* BEGIN Material for the task *

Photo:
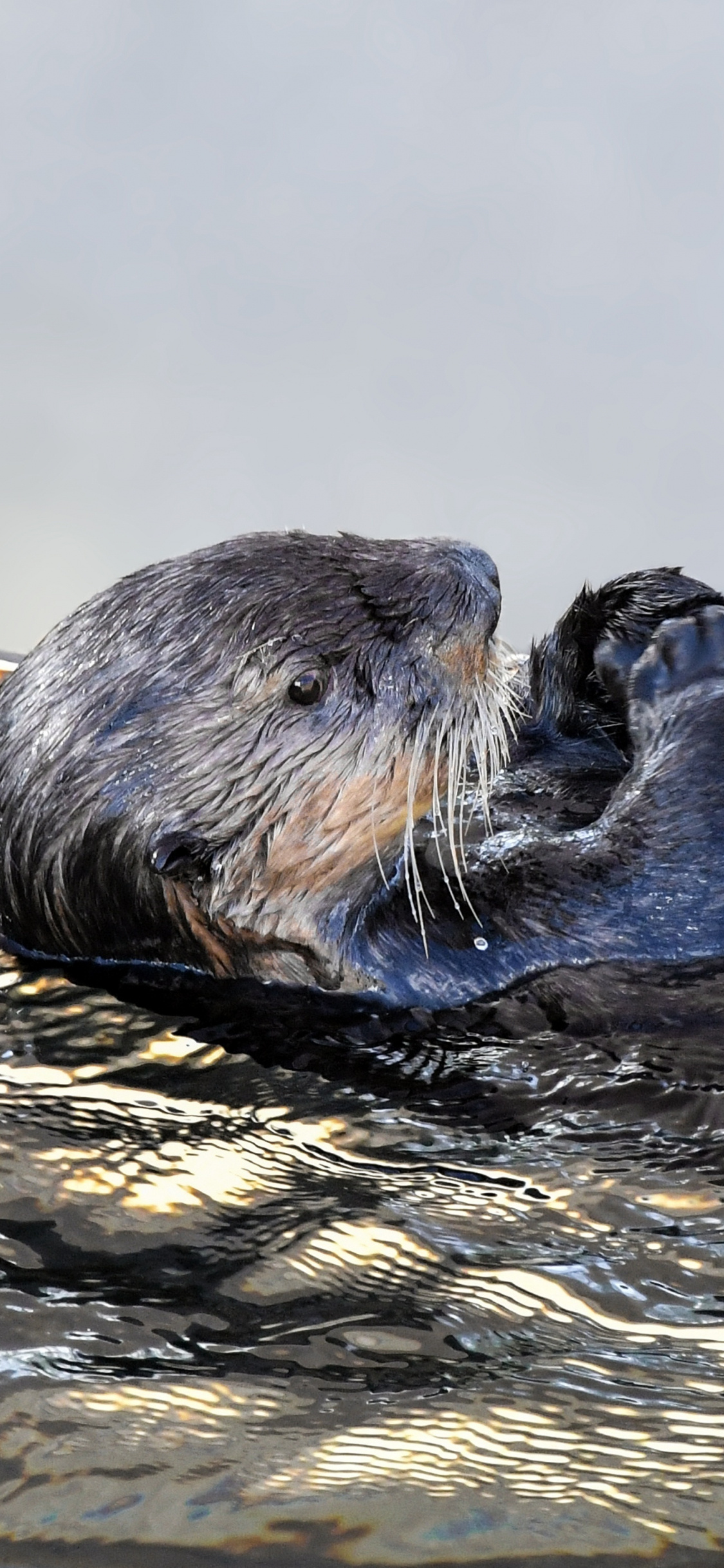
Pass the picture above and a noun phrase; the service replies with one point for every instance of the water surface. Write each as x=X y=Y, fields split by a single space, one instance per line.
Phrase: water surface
x=445 y=1297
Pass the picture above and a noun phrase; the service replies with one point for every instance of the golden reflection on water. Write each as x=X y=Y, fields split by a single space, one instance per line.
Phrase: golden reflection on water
x=372 y=1261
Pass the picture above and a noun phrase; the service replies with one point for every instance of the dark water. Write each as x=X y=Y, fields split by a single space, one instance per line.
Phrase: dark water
x=449 y=1297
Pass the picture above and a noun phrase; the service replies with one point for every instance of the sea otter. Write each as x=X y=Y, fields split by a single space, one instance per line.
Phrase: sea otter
x=306 y=761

* END Material for the task *

■ To be done: Copy out every line of the data above word for word, leaving out the pictures.

■ Result of the task:
Photo:
Pass the picture above and a noun phrase; the service replies with one point for every instance of the water surface. Write each as x=X y=Y, fields split by a single space, one instance per line.
Phrase: water surface
x=445 y=1297
Pass the picture above and a noun phrase; the service replies with one point for every instance of the golden reflection on water. Write each as x=X y=Y, fields split by a single space, one instance per line.
Phrase: golden reflection on water
x=372 y=1261
Pass the picture above and a noun phrase; the service replies with one point for every instance of the dark water. Write each as x=X y=Y, fields split by a single space, one instance per line.
Phrase: dark water
x=449 y=1297
Pass the picture above and a noun phrase; the service replies with one point for every instance of the sea otter. Write each as x=X y=Y, fields split by a single space, one instance per line.
Phrase: sea otter
x=306 y=761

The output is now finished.